Source document =>
* * * * * * *

Roberto Bissio

Roberto Bissio also deals with the financial crisis and its impact. Most affected are the developing countries and, disproportionately high, the women in them. Bissio gives examples from different regions of the world and calls for “Invest in the People”. The author is Coordinator of Social Watch and the director of the Instituto del Tercer Mundo, based in Montevideo, Uruguay.

Multiple Crisis, one Solution: Put People First

A high level (presidents and ministers) United Nations conference held last June 2009 in New York unanimosly1 concluded that the world is confronted with the worst financial and economic crisis since the Great Depression. It added that developing countries, which did not cause the crisis, are nonetheless severely affected by it. It also noted that this crisis is connected to multiple, interrelated global crises and challenges, such as increased food insecurity, volatile energy and commodity prices and climate change, as well as the lack of results so far in the multilateral trade negotiations and a loss of confidence in the international economic system.

* * * * * * *

Aim 1 => Reproduce the records word for word, starting with the line that contains "of the turquoise" and continuing through the last line of the records, both included.
The records that follow have no connection to the text about the financial crisis.

* * * * * * *

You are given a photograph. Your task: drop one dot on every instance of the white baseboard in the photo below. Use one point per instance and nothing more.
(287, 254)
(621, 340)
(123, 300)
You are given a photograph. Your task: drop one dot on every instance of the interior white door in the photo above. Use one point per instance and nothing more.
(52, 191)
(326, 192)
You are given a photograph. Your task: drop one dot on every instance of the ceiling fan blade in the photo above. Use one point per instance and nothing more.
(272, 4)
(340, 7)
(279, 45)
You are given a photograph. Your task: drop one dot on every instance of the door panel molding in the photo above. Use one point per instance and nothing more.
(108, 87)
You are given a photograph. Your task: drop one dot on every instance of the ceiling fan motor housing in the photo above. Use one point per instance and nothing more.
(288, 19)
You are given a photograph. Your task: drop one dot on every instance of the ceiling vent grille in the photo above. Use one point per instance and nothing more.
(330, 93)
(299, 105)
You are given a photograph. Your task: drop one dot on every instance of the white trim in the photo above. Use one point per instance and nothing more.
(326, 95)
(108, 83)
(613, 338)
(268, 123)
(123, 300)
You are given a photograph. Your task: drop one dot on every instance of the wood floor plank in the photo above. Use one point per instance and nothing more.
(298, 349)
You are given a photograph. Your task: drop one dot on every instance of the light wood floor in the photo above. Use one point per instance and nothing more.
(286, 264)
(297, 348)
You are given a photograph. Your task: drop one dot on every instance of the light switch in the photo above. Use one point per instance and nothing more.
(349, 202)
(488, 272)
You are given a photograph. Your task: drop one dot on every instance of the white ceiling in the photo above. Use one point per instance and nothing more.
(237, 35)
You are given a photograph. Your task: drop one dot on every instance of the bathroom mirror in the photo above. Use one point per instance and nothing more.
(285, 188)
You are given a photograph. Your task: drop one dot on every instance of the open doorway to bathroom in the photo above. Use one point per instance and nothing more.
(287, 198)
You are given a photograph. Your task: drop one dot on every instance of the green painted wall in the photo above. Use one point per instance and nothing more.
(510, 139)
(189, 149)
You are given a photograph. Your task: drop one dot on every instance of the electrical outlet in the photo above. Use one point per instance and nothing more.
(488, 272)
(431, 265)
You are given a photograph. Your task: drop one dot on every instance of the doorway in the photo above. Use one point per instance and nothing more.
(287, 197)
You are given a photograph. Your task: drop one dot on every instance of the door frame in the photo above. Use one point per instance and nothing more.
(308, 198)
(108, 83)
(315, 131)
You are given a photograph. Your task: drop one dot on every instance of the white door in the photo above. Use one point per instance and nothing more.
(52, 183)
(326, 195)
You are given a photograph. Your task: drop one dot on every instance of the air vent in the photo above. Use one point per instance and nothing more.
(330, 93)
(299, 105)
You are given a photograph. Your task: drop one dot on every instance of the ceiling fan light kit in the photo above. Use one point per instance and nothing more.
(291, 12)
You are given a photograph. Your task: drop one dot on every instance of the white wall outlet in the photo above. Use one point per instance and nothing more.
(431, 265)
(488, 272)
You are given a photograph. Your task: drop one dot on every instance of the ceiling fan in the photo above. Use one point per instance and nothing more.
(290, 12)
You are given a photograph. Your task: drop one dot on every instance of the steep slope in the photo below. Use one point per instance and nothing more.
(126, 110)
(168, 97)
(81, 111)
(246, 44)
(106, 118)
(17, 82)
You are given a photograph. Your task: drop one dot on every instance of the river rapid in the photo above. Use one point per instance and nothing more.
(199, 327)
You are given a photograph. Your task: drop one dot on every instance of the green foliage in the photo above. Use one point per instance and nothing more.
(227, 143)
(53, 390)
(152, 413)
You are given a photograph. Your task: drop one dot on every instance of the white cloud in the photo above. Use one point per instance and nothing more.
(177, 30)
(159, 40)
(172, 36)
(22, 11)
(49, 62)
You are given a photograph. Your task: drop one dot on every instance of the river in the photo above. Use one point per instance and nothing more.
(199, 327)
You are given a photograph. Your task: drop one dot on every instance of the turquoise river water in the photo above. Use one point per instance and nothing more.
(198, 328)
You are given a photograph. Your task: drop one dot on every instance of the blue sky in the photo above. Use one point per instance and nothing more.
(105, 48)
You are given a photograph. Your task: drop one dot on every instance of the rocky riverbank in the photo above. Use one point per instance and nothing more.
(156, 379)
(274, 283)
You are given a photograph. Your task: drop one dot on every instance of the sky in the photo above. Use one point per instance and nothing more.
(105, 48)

* * * * * * *

Aim 2 => Transcribe the passage of the text on the financial crisis from "Roberto Bissio also" to "in Montevideo, Uruguay.", keeping every word unchanged.

Worked solution 1 =>
You are given a photograph. Your task: drop one dot on every instance of the turquoise river water in the photo above. Use one point per instance and nothing more.
(198, 328)
You are given a photograph. Your task: drop one dot on every instance of the blue sky in the photo above. Use one point per instance and nothing more.
(105, 48)
You are given a photograph. Your task: drop one dot on every instance of the rocky riverbank in the photo above. Use one point per instance and nothing more.
(156, 379)
(274, 283)
You are given a photograph. Your task: drop one dot on every instance of the sky in the photo above. Use one point per instance and nothing more.
(105, 48)

Worked solution 2 =>
Roberto Bissio also deals with the financial crisis and its impact. Most affected are the developing countries and, disproportionately high, the women in them. Bissio gives examples from different regions of the world and calls for “Invest in the People”. The author is Coordinator of Social Watch and the director of the Instituto del Tercer Mundo, based in Montevideo, Uruguay.